- [YOUR TASK] Copy exactly, and only, the lines from the one with "Every instance of the car hood" to the end of the listing; omit pictures.

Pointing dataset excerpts
---
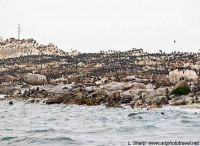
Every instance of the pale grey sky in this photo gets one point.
(93, 25)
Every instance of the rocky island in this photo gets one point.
(47, 75)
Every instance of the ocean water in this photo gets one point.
(23, 124)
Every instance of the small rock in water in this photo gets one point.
(11, 102)
(162, 113)
(132, 114)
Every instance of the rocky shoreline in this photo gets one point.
(113, 78)
(111, 94)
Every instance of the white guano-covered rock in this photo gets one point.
(188, 75)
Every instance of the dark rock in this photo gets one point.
(181, 88)
(56, 100)
(132, 114)
(10, 103)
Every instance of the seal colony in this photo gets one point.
(46, 74)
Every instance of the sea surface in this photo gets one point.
(24, 124)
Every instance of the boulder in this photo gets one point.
(35, 79)
(181, 88)
(56, 100)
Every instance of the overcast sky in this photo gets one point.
(93, 25)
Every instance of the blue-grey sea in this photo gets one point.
(31, 124)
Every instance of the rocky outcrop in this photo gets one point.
(35, 79)
(181, 88)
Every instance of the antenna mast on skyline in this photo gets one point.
(19, 31)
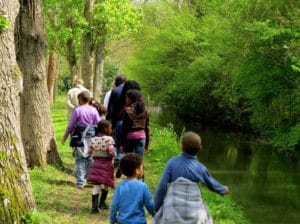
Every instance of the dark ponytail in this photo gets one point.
(136, 97)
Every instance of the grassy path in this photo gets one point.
(58, 202)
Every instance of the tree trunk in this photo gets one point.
(99, 70)
(87, 54)
(36, 123)
(52, 75)
(16, 198)
(72, 60)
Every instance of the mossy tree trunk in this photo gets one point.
(72, 59)
(16, 198)
(99, 70)
(36, 123)
(87, 53)
(52, 74)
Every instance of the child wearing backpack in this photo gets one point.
(102, 170)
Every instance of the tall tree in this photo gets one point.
(111, 20)
(36, 126)
(16, 198)
(87, 52)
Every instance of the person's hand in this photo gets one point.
(147, 148)
(227, 189)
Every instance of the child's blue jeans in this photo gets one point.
(82, 166)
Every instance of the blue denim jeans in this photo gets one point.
(82, 166)
(136, 146)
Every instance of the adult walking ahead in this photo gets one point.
(72, 95)
(114, 105)
(82, 125)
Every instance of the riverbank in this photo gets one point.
(57, 201)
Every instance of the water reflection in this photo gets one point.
(266, 183)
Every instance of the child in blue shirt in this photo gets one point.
(188, 171)
(131, 195)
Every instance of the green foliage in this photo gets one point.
(63, 84)
(64, 21)
(115, 19)
(111, 70)
(227, 63)
(35, 218)
(4, 23)
(57, 201)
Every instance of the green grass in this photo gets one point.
(57, 201)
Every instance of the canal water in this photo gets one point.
(264, 182)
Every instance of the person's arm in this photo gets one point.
(148, 201)
(114, 207)
(162, 187)
(111, 104)
(70, 126)
(68, 100)
(213, 184)
(127, 123)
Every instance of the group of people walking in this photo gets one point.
(118, 141)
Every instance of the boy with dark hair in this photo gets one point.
(131, 195)
(178, 197)
(83, 123)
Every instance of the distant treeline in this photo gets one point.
(227, 63)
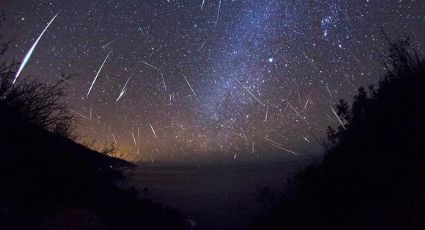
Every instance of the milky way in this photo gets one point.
(225, 79)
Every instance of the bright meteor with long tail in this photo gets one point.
(31, 50)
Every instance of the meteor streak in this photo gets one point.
(123, 89)
(153, 131)
(97, 74)
(277, 145)
(31, 50)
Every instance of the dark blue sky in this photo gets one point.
(235, 79)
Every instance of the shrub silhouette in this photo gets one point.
(373, 173)
(50, 182)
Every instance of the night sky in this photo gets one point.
(213, 79)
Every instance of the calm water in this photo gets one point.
(214, 196)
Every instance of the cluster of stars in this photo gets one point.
(180, 79)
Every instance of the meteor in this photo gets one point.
(123, 89)
(31, 50)
(97, 74)
(153, 131)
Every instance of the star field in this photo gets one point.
(193, 79)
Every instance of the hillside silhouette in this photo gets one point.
(372, 175)
(50, 182)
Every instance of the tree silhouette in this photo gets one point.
(372, 174)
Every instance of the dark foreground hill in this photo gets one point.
(373, 173)
(47, 181)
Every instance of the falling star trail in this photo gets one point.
(207, 79)
(31, 50)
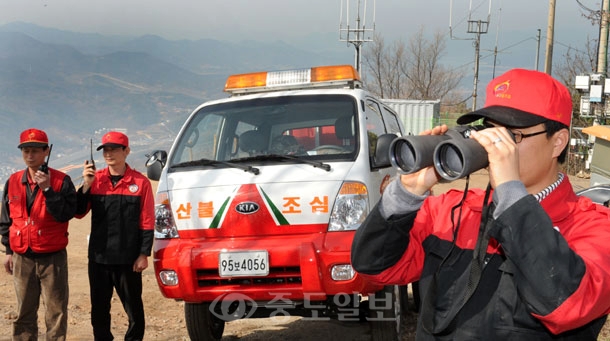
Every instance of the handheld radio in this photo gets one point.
(45, 166)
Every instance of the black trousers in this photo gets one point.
(103, 278)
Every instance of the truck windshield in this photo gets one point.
(309, 127)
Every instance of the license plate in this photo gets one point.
(243, 263)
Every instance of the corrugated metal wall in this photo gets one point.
(416, 116)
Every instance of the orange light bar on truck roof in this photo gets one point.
(277, 79)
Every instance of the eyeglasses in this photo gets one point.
(519, 136)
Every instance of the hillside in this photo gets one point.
(76, 86)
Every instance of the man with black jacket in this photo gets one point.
(37, 204)
(525, 259)
(122, 220)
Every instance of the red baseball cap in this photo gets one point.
(524, 98)
(114, 139)
(33, 137)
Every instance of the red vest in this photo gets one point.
(38, 230)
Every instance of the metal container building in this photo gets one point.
(416, 115)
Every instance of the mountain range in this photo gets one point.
(76, 86)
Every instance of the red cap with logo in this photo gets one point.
(523, 98)
(114, 139)
(33, 137)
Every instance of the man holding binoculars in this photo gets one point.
(525, 259)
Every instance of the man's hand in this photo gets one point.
(8, 264)
(88, 175)
(140, 264)
(420, 182)
(502, 152)
(42, 179)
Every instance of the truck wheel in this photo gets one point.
(386, 313)
(201, 324)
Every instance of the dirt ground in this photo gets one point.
(165, 318)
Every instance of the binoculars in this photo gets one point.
(454, 155)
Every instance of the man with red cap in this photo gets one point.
(526, 259)
(121, 202)
(37, 205)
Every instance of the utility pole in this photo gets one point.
(358, 33)
(477, 27)
(602, 58)
(550, 31)
(537, 49)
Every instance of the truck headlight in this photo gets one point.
(351, 207)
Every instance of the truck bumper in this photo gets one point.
(300, 268)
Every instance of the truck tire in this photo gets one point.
(201, 324)
(386, 313)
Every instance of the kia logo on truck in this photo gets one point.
(247, 207)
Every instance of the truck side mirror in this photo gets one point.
(155, 163)
(381, 158)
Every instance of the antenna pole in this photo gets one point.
(358, 35)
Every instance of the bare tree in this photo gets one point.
(411, 71)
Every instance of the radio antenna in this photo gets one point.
(355, 30)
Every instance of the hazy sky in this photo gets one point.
(512, 23)
(284, 19)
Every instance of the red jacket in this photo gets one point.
(40, 230)
(547, 266)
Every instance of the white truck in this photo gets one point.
(260, 196)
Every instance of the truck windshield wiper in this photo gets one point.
(208, 162)
(266, 157)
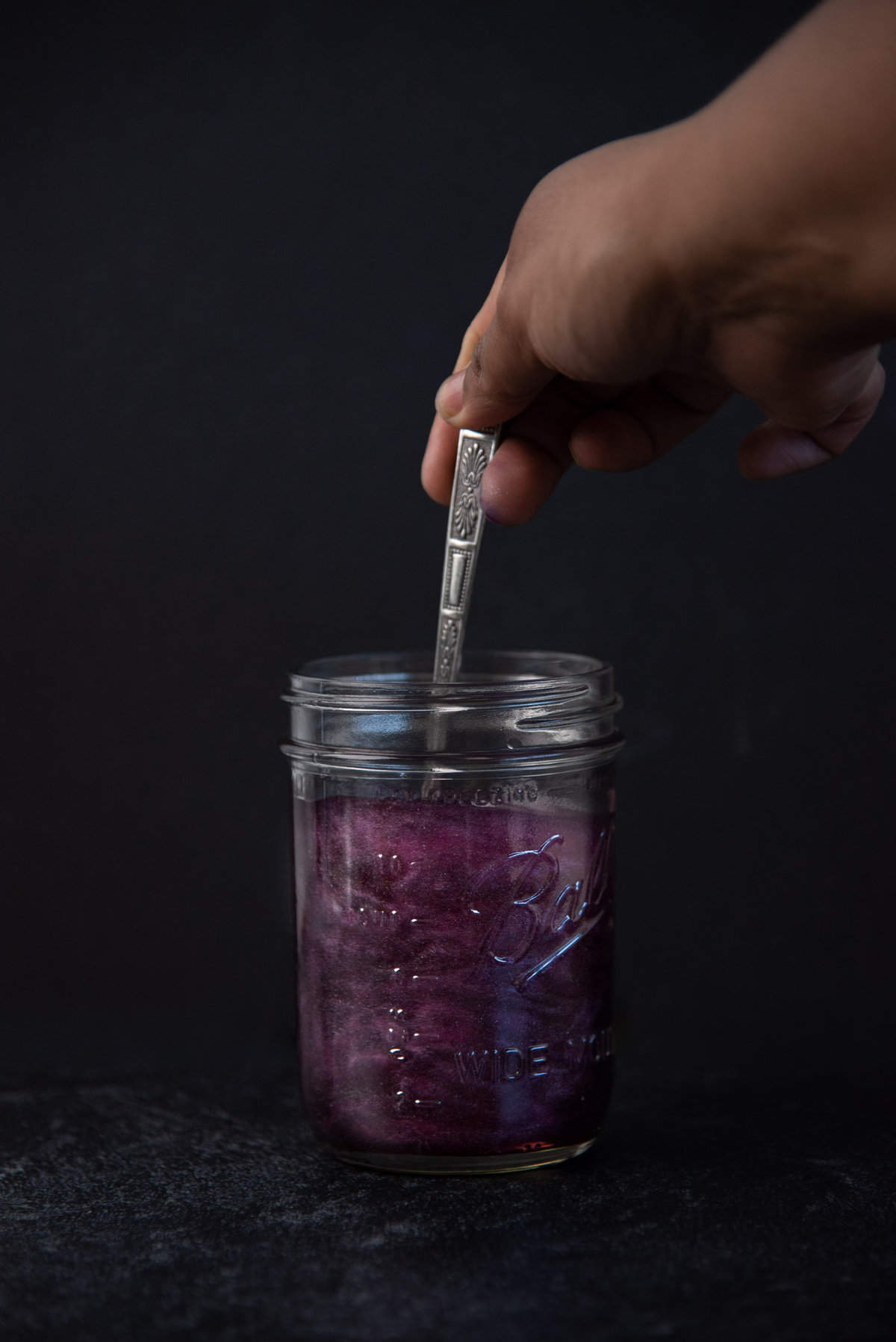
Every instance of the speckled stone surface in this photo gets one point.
(188, 1207)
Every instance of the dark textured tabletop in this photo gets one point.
(188, 1207)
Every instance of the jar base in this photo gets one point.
(510, 1163)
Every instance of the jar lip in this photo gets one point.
(485, 675)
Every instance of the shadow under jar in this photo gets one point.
(454, 878)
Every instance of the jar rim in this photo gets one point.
(486, 677)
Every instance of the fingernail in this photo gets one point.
(449, 397)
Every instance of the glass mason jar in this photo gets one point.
(454, 877)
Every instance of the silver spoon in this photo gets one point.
(466, 524)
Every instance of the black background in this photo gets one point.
(240, 247)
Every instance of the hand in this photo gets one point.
(650, 279)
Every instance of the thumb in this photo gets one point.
(503, 375)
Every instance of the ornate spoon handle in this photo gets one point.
(475, 450)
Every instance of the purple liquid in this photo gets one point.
(455, 976)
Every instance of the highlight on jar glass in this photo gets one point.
(454, 880)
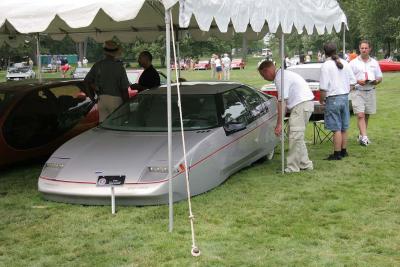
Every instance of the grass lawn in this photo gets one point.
(344, 213)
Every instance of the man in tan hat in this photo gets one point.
(108, 79)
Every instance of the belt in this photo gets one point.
(337, 95)
(365, 90)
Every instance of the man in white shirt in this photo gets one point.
(85, 62)
(335, 82)
(368, 74)
(298, 97)
(226, 67)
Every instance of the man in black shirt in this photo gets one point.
(150, 77)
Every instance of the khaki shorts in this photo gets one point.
(363, 101)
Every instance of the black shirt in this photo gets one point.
(149, 78)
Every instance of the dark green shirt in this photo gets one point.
(109, 77)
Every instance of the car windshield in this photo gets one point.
(5, 99)
(21, 69)
(148, 113)
(309, 74)
(133, 76)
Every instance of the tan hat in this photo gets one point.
(111, 48)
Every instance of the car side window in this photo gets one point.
(45, 114)
(234, 109)
(73, 105)
(253, 101)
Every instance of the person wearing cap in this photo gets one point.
(363, 98)
(108, 79)
(150, 77)
(226, 67)
(299, 100)
(336, 81)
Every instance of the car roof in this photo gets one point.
(134, 70)
(306, 66)
(27, 85)
(192, 88)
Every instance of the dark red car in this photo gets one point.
(238, 63)
(35, 119)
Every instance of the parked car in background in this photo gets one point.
(19, 71)
(228, 126)
(80, 73)
(182, 65)
(134, 75)
(311, 73)
(202, 65)
(238, 63)
(35, 119)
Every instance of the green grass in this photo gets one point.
(343, 213)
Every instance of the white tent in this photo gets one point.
(147, 19)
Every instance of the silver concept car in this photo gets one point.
(227, 127)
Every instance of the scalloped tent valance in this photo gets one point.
(145, 19)
(265, 15)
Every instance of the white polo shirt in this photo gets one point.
(296, 89)
(369, 70)
(336, 81)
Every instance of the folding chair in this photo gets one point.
(320, 134)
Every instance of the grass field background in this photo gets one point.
(344, 213)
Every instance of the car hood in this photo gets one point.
(106, 152)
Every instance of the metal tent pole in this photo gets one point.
(38, 58)
(169, 115)
(344, 40)
(283, 101)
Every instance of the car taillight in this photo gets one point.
(268, 92)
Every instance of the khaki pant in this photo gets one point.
(298, 156)
(107, 104)
(364, 101)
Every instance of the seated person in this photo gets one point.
(150, 77)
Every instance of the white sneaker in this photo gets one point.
(364, 141)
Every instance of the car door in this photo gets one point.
(46, 114)
(240, 145)
(257, 113)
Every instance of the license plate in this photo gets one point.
(110, 180)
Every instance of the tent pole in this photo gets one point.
(283, 107)
(179, 55)
(169, 115)
(344, 40)
(39, 63)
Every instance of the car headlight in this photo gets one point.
(54, 165)
(160, 169)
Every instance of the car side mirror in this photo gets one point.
(232, 127)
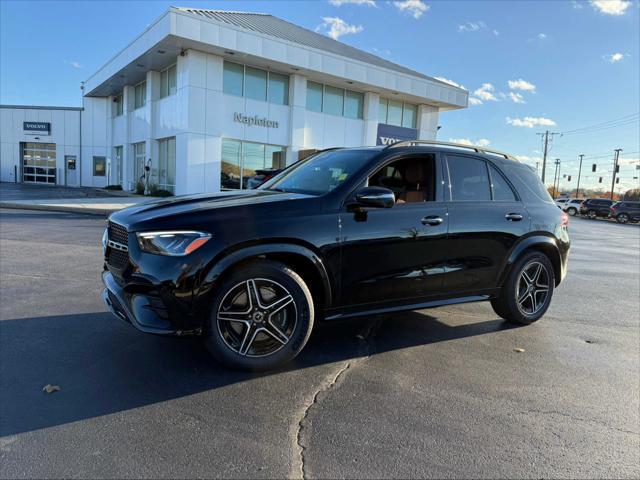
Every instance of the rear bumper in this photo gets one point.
(145, 312)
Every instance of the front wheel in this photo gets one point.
(622, 218)
(526, 294)
(261, 317)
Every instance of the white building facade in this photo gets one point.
(202, 99)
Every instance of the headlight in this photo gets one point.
(175, 244)
(105, 239)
---
- [RESULT FOR THIS TASK]
Every instance of the car hood in this photo gets one point.
(106, 152)
Every instance of the metal tent pole in this photo gets one point.
(38, 58)
(169, 115)
(344, 40)
(283, 101)
Every instance of the car taillight in this photo gets one point.
(268, 92)
Every instance of the khaki pant in this photo gets one point.
(298, 156)
(107, 104)
(364, 101)
Every instance of the seated person in this photo gets one point.
(150, 77)
Every instance of the white sneaker in this photo gets one point.
(364, 141)
Every instance of the car door in this photo gets one point.
(46, 114)
(240, 145)
(257, 113)
Every instance of the license plate in this photo gets one point.
(110, 180)
Every instance of the tent pole in this photo gets one point.
(283, 107)
(179, 55)
(169, 115)
(344, 40)
(39, 63)
Every instance of the car headlight in this photo gets one point.
(54, 165)
(160, 169)
Every instance of the car side mirror in this photo gets one point.
(232, 127)
Every instance of the rear bumper in this photo gets one point.
(145, 312)
Every instance of the front wheel in this photo gets one point.
(622, 218)
(526, 294)
(261, 317)
Every instance of the white building facade in this photo gets one point.
(202, 99)
Every instance of the headlight in this photo gets one point.
(175, 244)
(105, 239)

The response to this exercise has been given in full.